# Entries from a point annotation set:
** START **

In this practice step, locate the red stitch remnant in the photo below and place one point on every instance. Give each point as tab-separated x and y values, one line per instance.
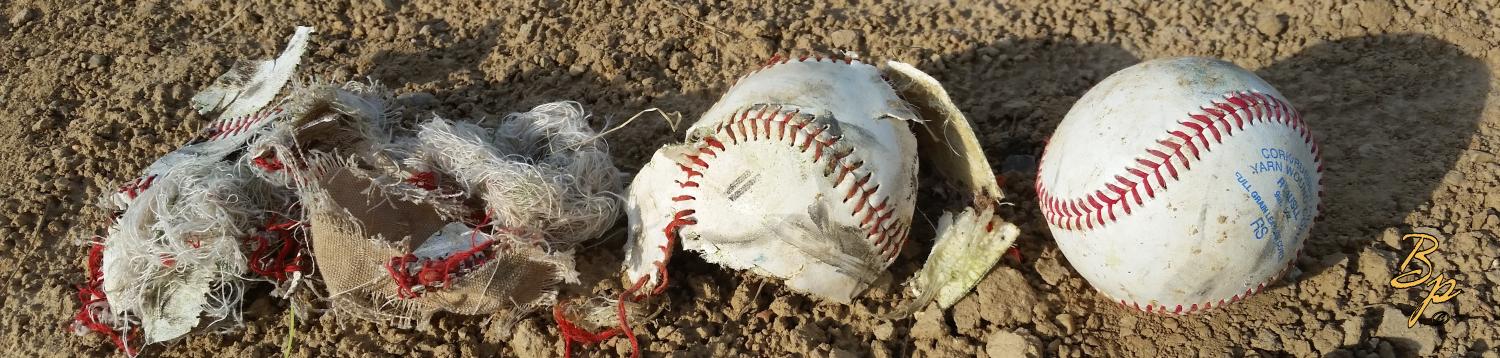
753	123
1100	207
425	180
92	304
437	273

** END **

# PROBLEM TO SOLVE:
Reproduce the entries above with "red stitch remnant" renamed to "loose red thread" and everything else unchanged, leaving out the pictures.

# EXERCISE OUTPUT:
In this practice step, locate the loose red thread in the photo below and place one point on every instance. Give each point as tab-separated x and y values, one line per instance.
753	123
1100	207
425	180
92	304
437	273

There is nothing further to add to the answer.